** Exercise instructions **
1. List the kinds of errant engineer that the passage about badly behaving vendors names.
2. Translate this sentence from the passage about badly behaving vendors into Spanish: "Engineers know how to handle engineers."
3. Summarize the passage about badly behaving vendors in two sentences.

** Passage to read **
Frankly, I don't think it should be up to external government
systems or others to reign in badly behaving vendors.  It is up
to *US* the engineers to reign these people in.  My increasing
view is that it really is up to us.  We're engineers, we can understand
far better how to keep other engineers in line better than anyone 
else.  We've all had that errant engineer working in our company.
The ego guy, or the lazy guy, the arguer, whatever.  Engineers
know how to handle engineers.

The problem today is that we know how to handle bad vendors,
but we do not have the capacity to get them to do, well, anything
to address interoperability.

If we can tie a rope around the the proverbial money stream of a bad 
vendor, we help to insure it makes financial sense to be a
good vendor.

Personally, I think the time has come for something like this.
I'm tired of misbehaving people and abusive people.  It's
horrifically inefficient.  There are *SO MANY* problems IT has
to solve, the one thing we shouldn't have is standards battles.
Technology is hard as hell for normal people to use.  *THAT*
is the battle technology vendors should be focusing on, not these
blasted standards battles, which are ridiculous in their own
right.  The enemy here is the standards control business 
model.  The victors should be the best implementors.

This kind of a thing is only dangerous to people who view the
end all and be all of their livelihood to be the proprietorization
of standards.  That kind of behavior is the enemy of both IETF 
as a whole, and the entire technology industry.  Because it makes 
it harder on everyone, because everyone has to learn multiple 
technologies, and you have varied benefits laying all over the place.

It's not like there is a shortage of IT problems to solve.  
Everything is too hard to use.

Fundamentally, government shouldn't be reigning in bad vendors,
*WE* should be, and the way to do it is to tie a rope around the
marketability of Internet Compliant products, and then educate
CIOs about the importance of this.

The thing I always hated about certification/conformance, blah blah,
is that it imposes a static, fixed cost on all parties and isn't
issue driven.  I like this idea, because you pay your $100, you
get improved product marketability in return, and it is totally
problem or issue driven, as opposed to a static/fixed cost being
eaten by all vendors, good or bad.

** Record set **
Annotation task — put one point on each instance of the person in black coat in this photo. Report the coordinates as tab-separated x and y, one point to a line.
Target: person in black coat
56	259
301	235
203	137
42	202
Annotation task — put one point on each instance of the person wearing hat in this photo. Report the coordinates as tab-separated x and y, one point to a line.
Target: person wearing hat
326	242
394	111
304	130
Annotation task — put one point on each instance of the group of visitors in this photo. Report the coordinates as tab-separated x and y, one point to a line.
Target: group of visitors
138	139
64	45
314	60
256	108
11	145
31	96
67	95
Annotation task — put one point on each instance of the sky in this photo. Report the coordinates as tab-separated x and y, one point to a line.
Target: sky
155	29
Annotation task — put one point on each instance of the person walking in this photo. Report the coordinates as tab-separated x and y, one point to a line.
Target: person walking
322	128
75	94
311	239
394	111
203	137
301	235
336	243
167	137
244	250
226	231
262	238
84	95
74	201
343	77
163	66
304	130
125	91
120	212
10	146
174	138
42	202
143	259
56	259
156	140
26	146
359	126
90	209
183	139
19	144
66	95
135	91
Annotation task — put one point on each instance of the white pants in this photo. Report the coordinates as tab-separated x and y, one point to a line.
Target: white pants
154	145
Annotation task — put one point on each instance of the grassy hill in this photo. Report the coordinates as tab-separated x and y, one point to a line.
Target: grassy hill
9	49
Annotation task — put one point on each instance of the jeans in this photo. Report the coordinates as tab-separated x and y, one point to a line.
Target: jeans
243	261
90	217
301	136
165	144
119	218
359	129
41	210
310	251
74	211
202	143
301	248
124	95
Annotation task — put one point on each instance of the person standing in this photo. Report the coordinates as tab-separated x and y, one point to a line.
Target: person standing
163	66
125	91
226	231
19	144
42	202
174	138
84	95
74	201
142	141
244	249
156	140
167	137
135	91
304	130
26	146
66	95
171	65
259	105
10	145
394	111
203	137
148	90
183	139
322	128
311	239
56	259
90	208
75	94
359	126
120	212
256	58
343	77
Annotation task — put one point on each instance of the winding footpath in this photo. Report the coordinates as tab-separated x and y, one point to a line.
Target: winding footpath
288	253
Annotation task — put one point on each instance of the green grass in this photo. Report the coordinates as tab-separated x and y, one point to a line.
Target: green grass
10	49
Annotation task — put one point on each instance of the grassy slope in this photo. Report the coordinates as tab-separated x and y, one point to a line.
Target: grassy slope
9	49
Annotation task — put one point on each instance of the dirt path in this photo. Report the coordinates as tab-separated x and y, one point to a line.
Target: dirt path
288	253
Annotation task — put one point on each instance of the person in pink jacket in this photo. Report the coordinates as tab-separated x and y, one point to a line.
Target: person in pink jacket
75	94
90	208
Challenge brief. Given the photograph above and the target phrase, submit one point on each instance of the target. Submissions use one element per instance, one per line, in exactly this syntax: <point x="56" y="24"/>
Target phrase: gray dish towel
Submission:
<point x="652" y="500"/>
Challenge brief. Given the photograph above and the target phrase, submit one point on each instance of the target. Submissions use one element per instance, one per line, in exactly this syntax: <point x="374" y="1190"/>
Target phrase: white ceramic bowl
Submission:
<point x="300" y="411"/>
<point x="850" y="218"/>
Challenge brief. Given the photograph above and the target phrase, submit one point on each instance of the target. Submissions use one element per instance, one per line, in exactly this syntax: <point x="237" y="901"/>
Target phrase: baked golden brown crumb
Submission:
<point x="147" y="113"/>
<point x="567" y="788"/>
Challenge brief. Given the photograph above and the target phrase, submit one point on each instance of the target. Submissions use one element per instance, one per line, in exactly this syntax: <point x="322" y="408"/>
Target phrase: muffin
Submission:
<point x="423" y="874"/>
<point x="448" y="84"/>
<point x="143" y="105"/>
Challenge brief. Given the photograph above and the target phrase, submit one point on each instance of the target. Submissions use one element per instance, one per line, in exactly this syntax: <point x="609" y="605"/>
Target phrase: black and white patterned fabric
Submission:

** Responses per task **
1.
The ego guy
The lazy guy
The arguer

2. Los ingenieros saben cómo manejar a los ingenieros.

3. The writer argues that engineers, not government, should keep badly behaving vendors in line by tying a rope around the marketability of Internet Compliant products and educating CIOs about its importance. Standards battles are called wasteful when technology is already too hard to use, and the idea is preferred over certification because it is issue driven rather than a fixed cost borne by all vendors, good or bad.